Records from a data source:

▼

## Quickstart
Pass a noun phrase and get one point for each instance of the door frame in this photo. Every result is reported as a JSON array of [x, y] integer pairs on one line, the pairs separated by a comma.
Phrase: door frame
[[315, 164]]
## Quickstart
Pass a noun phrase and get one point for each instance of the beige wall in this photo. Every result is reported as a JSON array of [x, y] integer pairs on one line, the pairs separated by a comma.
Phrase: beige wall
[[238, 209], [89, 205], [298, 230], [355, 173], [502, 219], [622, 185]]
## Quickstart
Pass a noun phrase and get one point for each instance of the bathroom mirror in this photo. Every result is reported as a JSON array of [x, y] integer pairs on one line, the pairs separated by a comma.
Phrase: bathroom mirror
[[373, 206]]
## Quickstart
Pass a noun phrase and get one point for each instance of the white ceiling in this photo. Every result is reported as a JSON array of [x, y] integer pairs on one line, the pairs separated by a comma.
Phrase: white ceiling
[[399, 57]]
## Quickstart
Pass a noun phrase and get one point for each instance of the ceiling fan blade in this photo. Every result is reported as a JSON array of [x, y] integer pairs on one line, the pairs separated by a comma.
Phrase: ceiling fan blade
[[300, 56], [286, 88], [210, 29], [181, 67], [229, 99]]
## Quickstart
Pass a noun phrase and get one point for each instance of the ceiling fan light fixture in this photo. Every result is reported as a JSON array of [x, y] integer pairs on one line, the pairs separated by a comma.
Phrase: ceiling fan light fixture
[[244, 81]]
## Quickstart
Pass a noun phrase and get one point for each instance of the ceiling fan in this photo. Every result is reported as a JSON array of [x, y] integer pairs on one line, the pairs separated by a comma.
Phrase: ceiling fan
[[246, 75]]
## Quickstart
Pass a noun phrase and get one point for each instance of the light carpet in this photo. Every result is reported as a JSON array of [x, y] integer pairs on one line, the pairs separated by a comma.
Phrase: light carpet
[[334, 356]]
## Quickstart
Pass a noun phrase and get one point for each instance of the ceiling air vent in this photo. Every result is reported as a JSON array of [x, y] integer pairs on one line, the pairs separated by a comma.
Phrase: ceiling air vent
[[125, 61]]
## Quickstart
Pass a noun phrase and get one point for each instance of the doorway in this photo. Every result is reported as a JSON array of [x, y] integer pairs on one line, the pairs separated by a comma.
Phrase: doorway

▲

**Work task:**
Begin with the line that contains "Phrase: ceiling air vent" and print each line exactly until the data ends, including the last line.

**Written solution:**
Phrase: ceiling air vent
[[125, 61]]
## Quickstart
Pass a noun phrase and get one point for each instance of the doorway in this photo. Every result is reported as a JSON array of [x, y] integer pairs on one line, the pairs separated by a comma.
Phrase: doorway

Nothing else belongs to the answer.